— start —

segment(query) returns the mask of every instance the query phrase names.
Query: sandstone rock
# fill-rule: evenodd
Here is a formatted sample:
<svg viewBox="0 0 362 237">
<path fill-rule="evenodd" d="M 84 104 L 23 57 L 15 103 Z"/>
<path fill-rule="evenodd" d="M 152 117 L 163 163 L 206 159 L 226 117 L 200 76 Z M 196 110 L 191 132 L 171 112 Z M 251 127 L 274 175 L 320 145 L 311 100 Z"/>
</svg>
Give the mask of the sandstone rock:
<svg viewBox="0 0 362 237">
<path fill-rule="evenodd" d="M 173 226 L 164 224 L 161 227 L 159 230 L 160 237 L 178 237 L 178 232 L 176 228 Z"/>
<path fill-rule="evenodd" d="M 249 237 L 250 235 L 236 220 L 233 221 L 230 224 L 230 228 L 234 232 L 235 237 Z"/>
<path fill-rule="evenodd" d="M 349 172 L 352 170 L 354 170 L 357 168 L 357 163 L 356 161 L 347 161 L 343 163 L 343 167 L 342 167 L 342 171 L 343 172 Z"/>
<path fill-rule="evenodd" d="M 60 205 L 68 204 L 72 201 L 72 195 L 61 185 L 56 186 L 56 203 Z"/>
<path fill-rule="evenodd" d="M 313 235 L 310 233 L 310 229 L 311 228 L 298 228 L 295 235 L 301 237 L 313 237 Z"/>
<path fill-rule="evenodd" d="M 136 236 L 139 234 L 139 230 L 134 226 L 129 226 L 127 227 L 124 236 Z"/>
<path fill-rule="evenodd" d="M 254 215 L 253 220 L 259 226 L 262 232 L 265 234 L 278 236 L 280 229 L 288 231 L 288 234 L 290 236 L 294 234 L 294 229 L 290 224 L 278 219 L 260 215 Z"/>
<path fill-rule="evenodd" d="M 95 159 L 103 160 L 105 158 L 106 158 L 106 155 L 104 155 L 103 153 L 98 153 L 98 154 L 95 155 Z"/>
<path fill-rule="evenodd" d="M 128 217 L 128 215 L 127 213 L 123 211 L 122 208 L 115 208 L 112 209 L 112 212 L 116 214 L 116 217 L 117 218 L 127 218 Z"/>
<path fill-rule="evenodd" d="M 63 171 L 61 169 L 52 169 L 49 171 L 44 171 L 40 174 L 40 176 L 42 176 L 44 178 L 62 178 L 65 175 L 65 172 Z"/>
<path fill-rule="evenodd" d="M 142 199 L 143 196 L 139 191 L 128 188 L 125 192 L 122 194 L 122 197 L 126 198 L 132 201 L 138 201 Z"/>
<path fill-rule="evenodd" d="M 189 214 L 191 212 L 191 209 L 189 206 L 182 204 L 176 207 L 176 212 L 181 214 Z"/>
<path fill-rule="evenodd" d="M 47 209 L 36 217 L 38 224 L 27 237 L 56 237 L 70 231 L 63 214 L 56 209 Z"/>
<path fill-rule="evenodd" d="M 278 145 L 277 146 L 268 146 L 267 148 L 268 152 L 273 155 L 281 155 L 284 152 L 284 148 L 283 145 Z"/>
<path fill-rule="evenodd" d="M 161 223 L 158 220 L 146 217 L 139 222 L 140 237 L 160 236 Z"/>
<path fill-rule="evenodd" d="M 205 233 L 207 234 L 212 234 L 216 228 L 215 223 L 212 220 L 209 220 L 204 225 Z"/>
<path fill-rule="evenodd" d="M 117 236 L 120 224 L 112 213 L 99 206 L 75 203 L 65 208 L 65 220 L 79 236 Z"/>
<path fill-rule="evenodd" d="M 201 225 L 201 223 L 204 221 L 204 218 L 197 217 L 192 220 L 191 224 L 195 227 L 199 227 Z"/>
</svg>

— end —

WORK TO DO:
From the entries above, pull out each line that contains the string "rock". The match is case-sensitive.

ANSWER TO THE PROBLEM:
Query: sandstone rock
Give the mask of the sandstone rock:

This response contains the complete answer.